▸ Description of the task
Write a continuation of the piece on married women, motherhood, and political pressure, picking up after its final paragraph.

▸ Text for analysis
Segment Open
In our highly polarized political context, perhaps this fear of betrayal of single women by married women should not be surprising. It’s well-documented that, for women, both marriage and religion correlate with politics that swing rightward (far more so than for men). And religious people are more likely to get married and to encourage marriage in their communities. This means that when a woman gets married, she often enters a mutually reinforcing ecosystem that is pro-marriage, pro-religion, pro-parenthood, and pro-conservative. Single women may see the social and political pressure to conform to these things as patriarchal oppression, concluding that women who support them must be either enemy collaborators or brainwashed dupes. Hence these stories portraying these communities forcing women to have children they don’t want (Immaculate, First Omen), give up their free will (Stepford Wives, Don’t Worry Darling), and elevate dictators (Dune: Part Two).

The fact is, married moms are the happiest demographic in America, as Brad Wilcox documents extensively in his 2024 book Get Married. Indeed, a strong body of research demonstrates that religious and married people are happier than their non-religious, unmarried counterparts. What’s more, most people—men and women and alike—want to get married. Most women want to have more kids than they do, and most want to prioritize family over career when they have children. Depicting married moms as brainwashed is really just another way of condescending to women: telling them what they believe and why.

While Heather O’Neill certainly represents one experience of motherhood, actress Rachel McAdams, who talked about how much she loves being a mom, seems to represent the more common one.

The greatest thing that’s ever happened to me, hands down. … [People say] your life is not your own anymore. But I had 39 years of me, I was sick of me. I was so happy to put the focus on some other person. I waited a long time [for motherhood]. … I’m having more fun being a mum than I’ve ever had. Everything about it is interesting and exciting and inspiring to me. Even the tough days — there’s something delightful about them.
Segment Closed
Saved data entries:
Segment Open
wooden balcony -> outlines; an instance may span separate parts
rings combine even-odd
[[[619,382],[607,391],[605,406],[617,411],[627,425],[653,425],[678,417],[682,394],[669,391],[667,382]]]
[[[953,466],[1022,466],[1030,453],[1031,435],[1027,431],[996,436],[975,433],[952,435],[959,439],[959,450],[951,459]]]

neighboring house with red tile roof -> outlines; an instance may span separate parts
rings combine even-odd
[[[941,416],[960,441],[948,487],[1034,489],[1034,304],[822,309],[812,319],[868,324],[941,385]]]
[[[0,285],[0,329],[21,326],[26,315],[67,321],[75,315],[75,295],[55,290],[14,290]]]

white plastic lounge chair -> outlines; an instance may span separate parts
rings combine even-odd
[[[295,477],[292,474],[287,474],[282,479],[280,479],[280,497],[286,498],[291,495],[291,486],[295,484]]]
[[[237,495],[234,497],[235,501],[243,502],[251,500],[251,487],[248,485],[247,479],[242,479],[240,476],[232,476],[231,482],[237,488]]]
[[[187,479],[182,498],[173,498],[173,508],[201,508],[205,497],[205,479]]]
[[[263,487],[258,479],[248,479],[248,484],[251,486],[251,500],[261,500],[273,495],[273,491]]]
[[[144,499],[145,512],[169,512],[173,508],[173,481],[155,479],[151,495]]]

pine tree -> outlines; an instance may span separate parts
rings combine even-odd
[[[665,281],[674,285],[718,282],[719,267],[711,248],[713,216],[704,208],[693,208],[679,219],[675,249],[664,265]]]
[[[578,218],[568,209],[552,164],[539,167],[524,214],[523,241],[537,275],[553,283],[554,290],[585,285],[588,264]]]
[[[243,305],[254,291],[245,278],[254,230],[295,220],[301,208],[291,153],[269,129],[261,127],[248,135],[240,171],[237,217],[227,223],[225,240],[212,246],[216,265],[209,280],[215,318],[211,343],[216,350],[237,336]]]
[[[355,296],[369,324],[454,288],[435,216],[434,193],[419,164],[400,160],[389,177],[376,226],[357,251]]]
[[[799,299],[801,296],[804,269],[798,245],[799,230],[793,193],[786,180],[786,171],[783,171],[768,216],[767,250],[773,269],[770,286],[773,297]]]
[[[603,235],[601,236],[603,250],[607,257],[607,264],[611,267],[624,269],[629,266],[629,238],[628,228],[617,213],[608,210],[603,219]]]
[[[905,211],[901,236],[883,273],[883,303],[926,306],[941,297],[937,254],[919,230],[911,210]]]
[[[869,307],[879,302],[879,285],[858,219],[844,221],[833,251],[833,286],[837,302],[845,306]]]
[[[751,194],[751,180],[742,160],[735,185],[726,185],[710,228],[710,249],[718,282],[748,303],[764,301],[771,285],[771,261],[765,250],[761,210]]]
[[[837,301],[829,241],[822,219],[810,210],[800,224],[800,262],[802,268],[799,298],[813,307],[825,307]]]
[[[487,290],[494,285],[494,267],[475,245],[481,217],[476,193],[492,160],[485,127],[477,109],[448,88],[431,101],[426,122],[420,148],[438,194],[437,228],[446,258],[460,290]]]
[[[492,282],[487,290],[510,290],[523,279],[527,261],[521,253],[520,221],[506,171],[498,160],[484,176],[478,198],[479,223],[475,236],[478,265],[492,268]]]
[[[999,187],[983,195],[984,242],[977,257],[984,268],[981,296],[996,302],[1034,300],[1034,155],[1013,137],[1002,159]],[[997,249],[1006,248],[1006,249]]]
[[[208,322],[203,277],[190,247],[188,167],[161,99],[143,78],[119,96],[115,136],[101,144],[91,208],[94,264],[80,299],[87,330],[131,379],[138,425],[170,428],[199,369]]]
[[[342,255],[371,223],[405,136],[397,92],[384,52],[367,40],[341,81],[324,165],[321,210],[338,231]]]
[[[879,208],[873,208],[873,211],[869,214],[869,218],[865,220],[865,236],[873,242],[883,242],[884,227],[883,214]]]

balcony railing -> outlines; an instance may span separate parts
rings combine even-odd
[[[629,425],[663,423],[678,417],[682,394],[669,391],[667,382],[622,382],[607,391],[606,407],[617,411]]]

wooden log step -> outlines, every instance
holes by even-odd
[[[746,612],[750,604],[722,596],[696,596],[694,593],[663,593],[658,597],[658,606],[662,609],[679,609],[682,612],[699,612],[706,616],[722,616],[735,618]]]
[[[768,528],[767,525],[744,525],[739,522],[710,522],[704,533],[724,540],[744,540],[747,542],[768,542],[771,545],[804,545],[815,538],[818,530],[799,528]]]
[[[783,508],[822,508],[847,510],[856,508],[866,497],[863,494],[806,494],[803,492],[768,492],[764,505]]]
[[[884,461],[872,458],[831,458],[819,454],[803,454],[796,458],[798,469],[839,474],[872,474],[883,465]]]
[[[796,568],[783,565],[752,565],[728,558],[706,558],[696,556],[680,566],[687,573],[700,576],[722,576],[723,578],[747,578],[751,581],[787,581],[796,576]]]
Segment Closed
▸ Output for this task
Instead of condescending to or fearing married moms, society would be better served by listening to them. Why do their interests and values shift so much when they marry and have children? Why do married moms want to prioritize home over career? Why would they move away from states with maternity leave benefits to states that lack such policies, but make it easier to support a family on one income?

We should also recognize the inherent misogyny of pathologizing the unique way women bond with their children. When movies like Immaculate, Rosemary’s Baby, and The First Omen portray the natural attachment that women have to their children as a weakness that must be overcome (ideally by killing the child), they are deriding one of the biggest innate differences between women and men. How is that not anti-woman? 

Unfortunately, this Hollywood trope is not likely to go away anytime soon. The very fact that married moms tend to become family-oriented means that fewer of them are making movies. That leaves the filmmaking largely to men, single women, and married women who identify more with the values of their single counterparts. (This is one of the reasons for the success of faith-based films: they are one of the few industries actively courting religious married moms.)

We need more filmmakers to look at married moms and their values with curiosity rather than horror. One of the powers of mainstream entertainment is its ability to expand the cultural imagination to include experiences viewers might not otherwise understand or relate to. Hollywood should represent the full panoply of women’s experiences and values, even—perhaps especially—when many shift their focus to home life, choosing not to grab the microphone and express those values themselves.